___ Passage provided

Tag Archives: e pluribus unum

Saying Hello To Life Begins By Saying Hello To Strangers

This blog’s heading is indebted to children’s singer and songwriter, Eddie Coker, and his song “Say Hello,” a line of which is, “And that’s how we say hello to life,  forever – together everybody now Say hello.

The simple gesture of saying “hello” . . . a daily, disciplined initiative of greeting the stranger or casual acquaintance in your life serves several important purposes.

First, the physical and deliberate effort required to greet someone we don’t know helps reorient our lives from an inward fixation on self and its concerns, to an outward focus on others and Us. This mustard seed initiative, is an important first-step in cracking the inertia of isolation/disconnection.

It requires risk and emotional vulnerability to share acts of kindness and initiate pleasantries with total strangers, because let’s face it, we’ve all experienced occasions when our kind gestures aren’t acknowledged, let alone appreciated.

For instance, frequently on late afternoon walks, I’ll pass fellow exercisers, many of whom I try to share a passing “hello” with. Some intentionally close out the world and exercise doldrums with ear buds and an MP3 player, and therefore simply don’t hear my greeting.  Many more, however, walk entombed within their own sound proof life and exercise bubble, uninterested in engaging life as it passes them by. Sometimes when I’m not feeling very self-confident, myself, my internal response to their non-reciprocity of my effort to be friendly is “To hell with you, too!”

Secondly, initiating pleasantries with strangers communicates to them that they have been seen and that their lives, however different they might be from your own, have meaning and significance to at least one person in the world – You!

In 1994 I attended an open house for parents at my son’s school in Stanger, KwaZulu-Natal, South Africa. Most children had a parent or grandparent in attendance, and once the children had completed a 1-page drawing assignment – which parents watched them complete – they were free to go outside and play. All the children had left the classroom, except one, a struggling-at-his-assignment Zulu boy. No family member was present for him. I walked up from behind, peered over his shoulder at his work, and placing my hand lightly on his shoulder remarked, “Very nice! I like your drawing!” Well . . . you’ve never seen a more ear-to-ear smile from an eager-to-please, craving-to-be-affirmed child!

IMG_0551 - Version 2

On my evening walks there is a two-story house that is occupied by elderly people. Occasionally a frail looking man is seated in a chair directly beneath the sliding garage door’s pathway, and as I round the house his eyes pierce me. Twice now I’ve turned my face toward him, simultaneously mouthed and waved hello.  His “critical stare” was merely my over-sensitive self-conscious awareness, because he smiles and quickly reciprocates my wave of the hand.

______
___ Material supplied

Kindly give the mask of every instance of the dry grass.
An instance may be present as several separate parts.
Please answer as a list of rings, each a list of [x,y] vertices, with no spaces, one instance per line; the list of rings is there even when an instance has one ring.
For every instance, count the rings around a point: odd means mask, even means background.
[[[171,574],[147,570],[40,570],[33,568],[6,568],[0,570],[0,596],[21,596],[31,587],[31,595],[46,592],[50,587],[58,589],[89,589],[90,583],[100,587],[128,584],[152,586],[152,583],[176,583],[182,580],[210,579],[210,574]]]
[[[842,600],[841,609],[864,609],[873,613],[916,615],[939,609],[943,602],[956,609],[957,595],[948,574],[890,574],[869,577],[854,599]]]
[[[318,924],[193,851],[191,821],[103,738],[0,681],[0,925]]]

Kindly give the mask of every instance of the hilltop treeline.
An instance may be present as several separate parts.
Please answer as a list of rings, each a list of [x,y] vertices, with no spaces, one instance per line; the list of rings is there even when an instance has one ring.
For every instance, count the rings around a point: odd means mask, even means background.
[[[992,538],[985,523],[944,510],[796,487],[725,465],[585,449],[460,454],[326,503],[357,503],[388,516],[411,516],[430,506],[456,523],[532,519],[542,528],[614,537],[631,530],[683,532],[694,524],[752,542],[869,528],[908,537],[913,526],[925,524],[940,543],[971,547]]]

______

◆ Actions to take ◆
1. Can you retype the records verbatim, covering the stretch from the line containing "Kindly give the mask of every instance of the hilltop" through the end of the records?
2. Could you extend the blog post about greeting strangers, picking up right after its last sentence?
The blog post and the records come from unrelated sources.

◆ Responses per task ◆
1.
Kindly give the mask of every instance of the hilltop treeline.
An instance may be present as several separate parts.
Please answer as a list of rings, each a list of [x,y] vertices, with no spaces, one instance per line; the list of rings is there even when an instance has one ring.
For every instance, count the rings around a point: odd means mask, even means background.
[[[992,538],[985,523],[944,510],[796,487],[725,465],[585,449],[460,454],[326,503],[357,503],[388,516],[411,516],[430,506],[456,523],[532,519],[542,528],[614,537],[631,530],[683,532],[694,524],[752,542],[869,528],[908,537],[913,526],[925,524],[940,543],[971,547]]]

2.
I’m indebted to two people for mentoring me on the importance and discipline of initiating pleasantries and kindnesses with strangers, casual acquaintances, or individuals you share no life history with.

First, my mother, who I kid you not, once she meets you will remember not only your name, but also your birthdate, your spouse, siblings and/or children’s names!

Secondly, my postgraduate, South African mentor, a legacy of whom, was his mostly endearing, sometimes embarrassing kindnesses (because of the effusive nature of his expressed care and attention), which he demonstratively shared with anyone who dared enter his personal space.

From waitresses, pedestrian passerby-ers, convenience or grocery store cashiers, grounds keepers, and janitorial staff to executive assistants, university students, academic/professorial and Rotary professional men and women, there were relatively few people who had not at one time or another experienced John.

Across Interstate-35 from Baylor University there was a popular Chinese restaurant that John frequented.  Staff faces lit up when John walked in, and before he even had to ask about the availability of hot and sour soup – his favorite – a bowl was placed before him. Just like in the movie The Last Holiday, where famous Chef Didier (Gérard Depardieu) makes a special table-side visit and fuss over “commoner” hotel guest and cookware salesperson Georgia Byrd (Queen Latifah), the Chinese owners always made an appearance at our table, whereby John enquired about their individual well-being and family in China, and they his life.

John’s inestimable gift to people was his practiced and demonstrated expression of care to anyone who crossed his life’s path.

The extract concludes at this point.